┌─ Dataset extract

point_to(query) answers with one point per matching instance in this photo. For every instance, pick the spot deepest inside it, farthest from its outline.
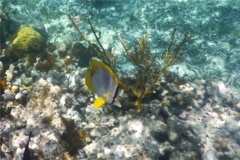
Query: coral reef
(148, 72)
(185, 118)
(27, 41)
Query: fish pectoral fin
(99, 102)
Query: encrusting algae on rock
(27, 41)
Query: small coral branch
(105, 56)
(148, 74)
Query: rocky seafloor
(46, 93)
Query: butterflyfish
(100, 79)
(26, 154)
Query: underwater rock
(9, 73)
(27, 41)
(1, 68)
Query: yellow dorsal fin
(99, 102)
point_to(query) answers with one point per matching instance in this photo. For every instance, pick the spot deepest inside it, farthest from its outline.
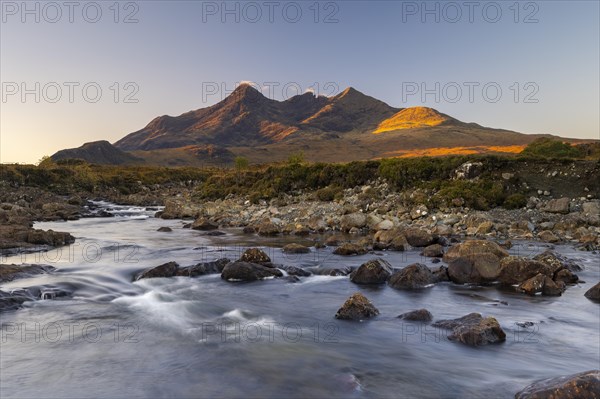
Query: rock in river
(474, 247)
(412, 276)
(473, 329)
(164, 270)
(417, 315)
(295, 249)
(375, 271)
(584, 385)
(255, 255)
(516, 269)
(245, 271)
(477, 269)
(593, 293)
(357, 307)
(203, 268)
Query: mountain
(100, 152)
(345, 127)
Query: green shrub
(549, 148)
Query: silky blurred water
(206, 338)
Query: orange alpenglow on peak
(410, 118)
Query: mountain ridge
(345, 127)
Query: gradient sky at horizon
(178, 52)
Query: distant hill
(346, 127)
(99, 152)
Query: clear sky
(74, 72)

└─

> [Task prompt] Write out the lines above from the one containing "Query: orange alpenglow on peak" through the last, exactly as they are.

> [Answer box]
Query: orange alpenglow on peak
(410, 118)
Query: mountain ridge
(345, 127)
Query: gradient sky at horizon
(178, 52)
Query: distant hill
(346, 127)
(99, 152)
Query: clear sky
(74, 72)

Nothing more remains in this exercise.